## Vragen en opdrachten
a) Schrijf uit het fragment over S. argenteus letterlijk het stuk over van "Roel Nijhuis" tot en met "met S. aureus.".
b) Noem alle gebieden die het fragment over S. argenteus noemt als plaatsen waar deze variant is aangetroffen of waarheen hij zich heeft verspreid.

## Gekozen fragment

Op de bloedplaat groeit een S. aureus-bacterie, te herkennen aan de goud-gelige kleur (aurum = goud in het latijn). Screening om eventuele meticilline resistentie vast te stellen gaat met een cefoxitin-tablet (niet op de foto) | foto: FOODNote
Toch is de detectie van een meticilline-resistente S. argenteus wel van belang, omdat de behandeling en het beleid identiek zijn aan die van MRSA, stelt Nijhuis. Dit bevestigt volgens hem de problemen waarmee de reguliere diagnostiek momenteel te kampen heeft. “Het kan zomaar gebeuren dat een meticillineresistente Staphylococcus argenteus fout-negatief wordt bepaald.”
“Er zijn weinig tot geen species die in het geheel geen resistentie laten zien”
Roel Nijhuis
Antibioticaresistentie en S. argenteus
Ook met de in ziekenhuislab populaire massaspectrometrie – MALDI-ToF – bleek S. argenteus lange tijd niet te detecteren. De kentering kwam eind 2018 na een systeemupdate. Doordat de spectra van S. argenteus vanaf dat moment deel uitmaakten van de database, werd deze variant niet langer ‘verward’ met S. aureus.
Nijhuis verwijst in dit verband naar een onderzoek van de European Study Group on Staphylococcal Diseases. “Daaruit bleek dat het verschil nog niet eens zozeer klinisch gezien van belang is, maar dat we juist vanuit epidemiologisch oogpunt onderscheid tussen beide moeten kunnen maken. Simpelweg omdat we nog niet weten hoe vaak de S. argenteus precies voorkomt. Uit de literatuur blijkt dat die aanvankelijk werd aangetroffen in Noord-Australië om zich van daaruit te verspreiden naar Zuidoost-Azië en Zuid-Amerika. Ook in Europa wordt deze variant inmiddels aangetroffen, al gaat het daarbij vooralsnog om importgevallen en hele kleine percentages.”

Verwijzende uitdrukkingen bij foto's:
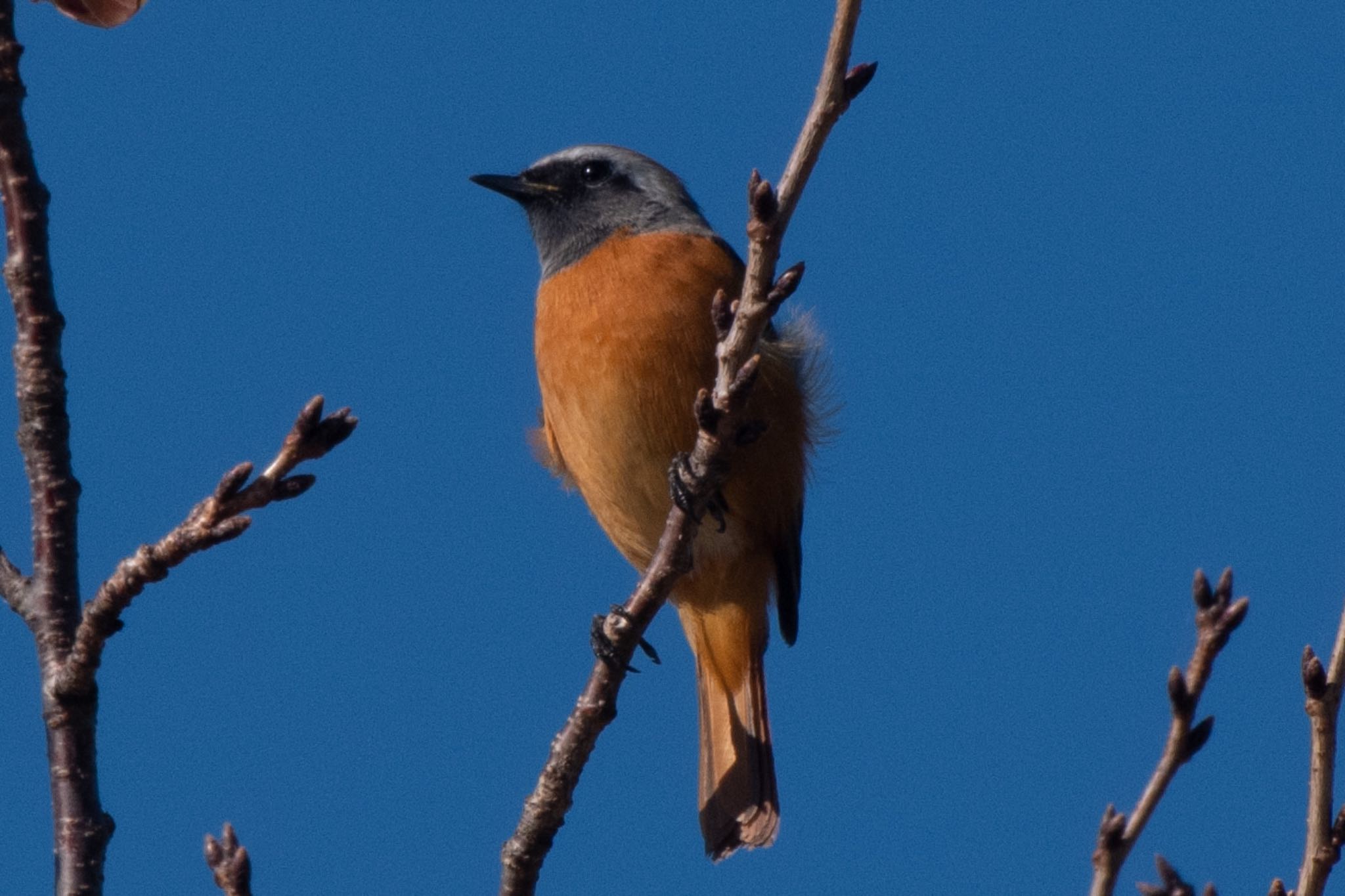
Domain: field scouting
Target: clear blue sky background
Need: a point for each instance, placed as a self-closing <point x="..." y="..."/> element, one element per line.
<point x="1082" y="270"/>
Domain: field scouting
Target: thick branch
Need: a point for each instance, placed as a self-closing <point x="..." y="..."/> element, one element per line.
<point x="718" y="414"/>
<point x="229" y="863"/>
<point x="1216" y="617"/>
<point x="214" y="521"/>
<point x="39" y="377"/>
<point x="1323" y="848"/>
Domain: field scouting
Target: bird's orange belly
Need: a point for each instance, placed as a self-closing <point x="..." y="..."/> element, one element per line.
<point x="619" y="368"/>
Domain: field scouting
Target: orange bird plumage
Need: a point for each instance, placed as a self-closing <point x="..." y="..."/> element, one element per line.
<point x="623" y="341"/>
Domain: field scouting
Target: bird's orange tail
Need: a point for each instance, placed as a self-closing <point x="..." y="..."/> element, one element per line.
<point x="739" y="801"/>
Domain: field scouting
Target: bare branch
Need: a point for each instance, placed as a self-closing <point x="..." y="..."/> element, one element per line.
<point x="698" y="476"/>
<point x="50" y="601"/>
<point x="213" y="522"/>
<point x="229" y="863"/>
<point x="1173" y="883"/>
<point x="1216" y="618"/>
<point x="1323" y="847"/>
<point x="14" y="589"/>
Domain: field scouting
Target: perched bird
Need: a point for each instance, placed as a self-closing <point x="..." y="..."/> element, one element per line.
<point x="625" y="340"/>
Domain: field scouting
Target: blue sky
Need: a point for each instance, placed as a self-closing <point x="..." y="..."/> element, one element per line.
<point x="1080" y="268"/>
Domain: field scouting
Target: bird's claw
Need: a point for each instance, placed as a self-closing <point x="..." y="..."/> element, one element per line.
<point x="606" y="651"/>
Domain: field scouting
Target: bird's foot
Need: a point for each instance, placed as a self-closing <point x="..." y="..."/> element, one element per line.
<point x="681" y="479"/>
<point x="606" y="651"/>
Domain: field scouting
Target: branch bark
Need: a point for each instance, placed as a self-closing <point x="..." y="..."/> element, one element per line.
<point x="50" y="601"/>
<point x="1323" y="688"/>
<point x="1216" y="618"/>
<point x="718" y="414"/>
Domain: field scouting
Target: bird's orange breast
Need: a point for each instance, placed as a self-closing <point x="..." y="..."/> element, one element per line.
<point x="623" y="343"/>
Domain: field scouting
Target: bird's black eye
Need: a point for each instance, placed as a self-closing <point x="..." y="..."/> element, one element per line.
<point x="595" y="172"/>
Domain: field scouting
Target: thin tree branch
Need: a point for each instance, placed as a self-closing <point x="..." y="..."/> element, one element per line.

## Gegeven antwoorden
a)
Roel Nijhuis
Antibioticaresistentie en S. argenteus
Ook met de in ziekenhuislab populaire massaspectrometrie – MALDI-ToF – bleek S. argenteus lange tijd niet te detecteren. De kentering kwam eind 2018 na een systeemupdate. Doordat de spectra van S. argenteus vanaf dat moment deel uitmaakten van de database, werd deze variant niet langer ‘verward’ met S. aureus.

b) Noord-Australië, Zuidoost-Azië, Zuid-Amerika, Europa